Your goal: Wherever the string "this" shows up in the records below, return that line.

Study material:
^^^^

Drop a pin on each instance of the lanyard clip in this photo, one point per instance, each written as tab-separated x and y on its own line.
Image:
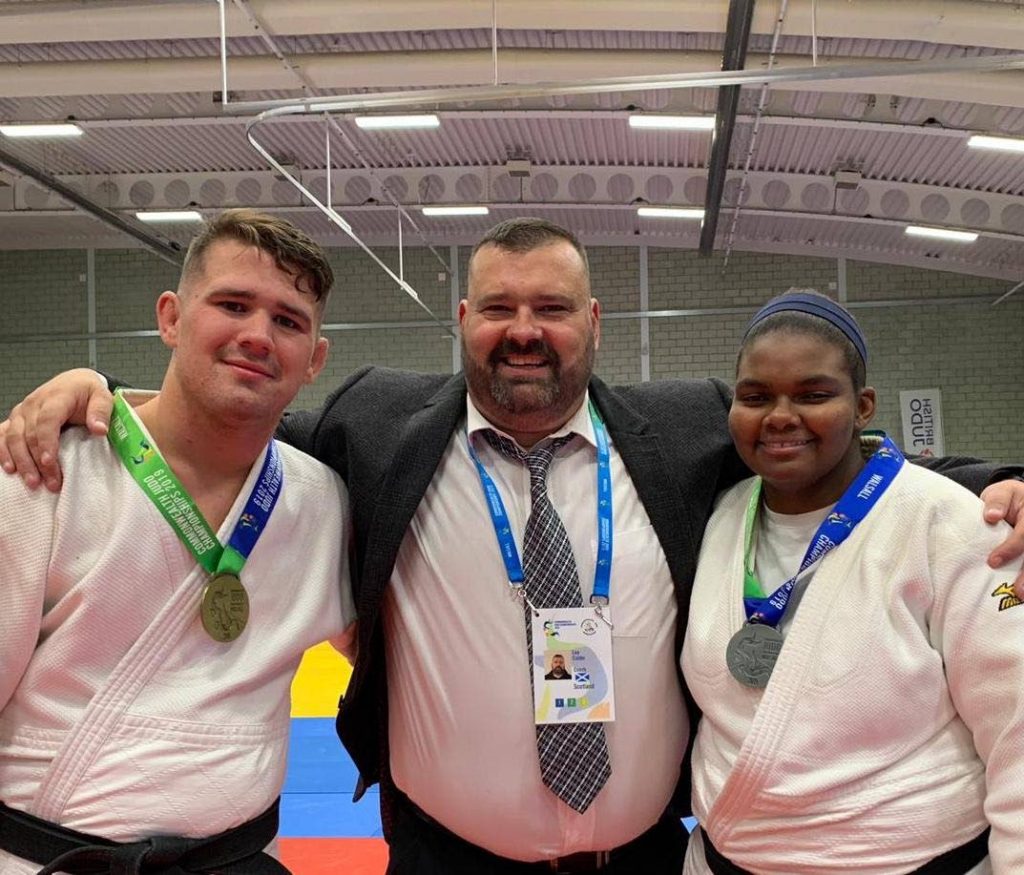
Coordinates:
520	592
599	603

^^^^

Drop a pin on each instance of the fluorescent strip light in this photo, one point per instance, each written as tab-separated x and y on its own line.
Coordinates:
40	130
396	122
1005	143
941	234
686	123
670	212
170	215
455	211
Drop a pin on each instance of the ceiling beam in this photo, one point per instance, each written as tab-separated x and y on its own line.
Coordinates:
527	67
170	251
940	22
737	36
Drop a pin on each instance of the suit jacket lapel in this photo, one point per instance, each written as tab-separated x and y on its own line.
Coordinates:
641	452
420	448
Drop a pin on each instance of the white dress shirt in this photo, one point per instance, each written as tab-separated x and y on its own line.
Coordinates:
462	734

^^^^

Answer space:
Drop a pin on each instance of the lanyard clip in this photo, one point per instance, each written as tab-separated x and y on its own line.
Drop a pin on each instance of the fluorescent strip light in this photo, one point per instance, each written as tab-separated x and y on its own line.
Drop a pin on each instance of the ceiling beam in this photo, one point per instance, each written as tab-separated x and y on its own line.
Drop a pin on each instance of the suit jacket lapel in this photo, one point per instance, each written as tab-separated x and y on its own line.
Drop a pin on each instance of the white dress shirt in this photo, one point per instance, each written as tab-separated x and y on its own line.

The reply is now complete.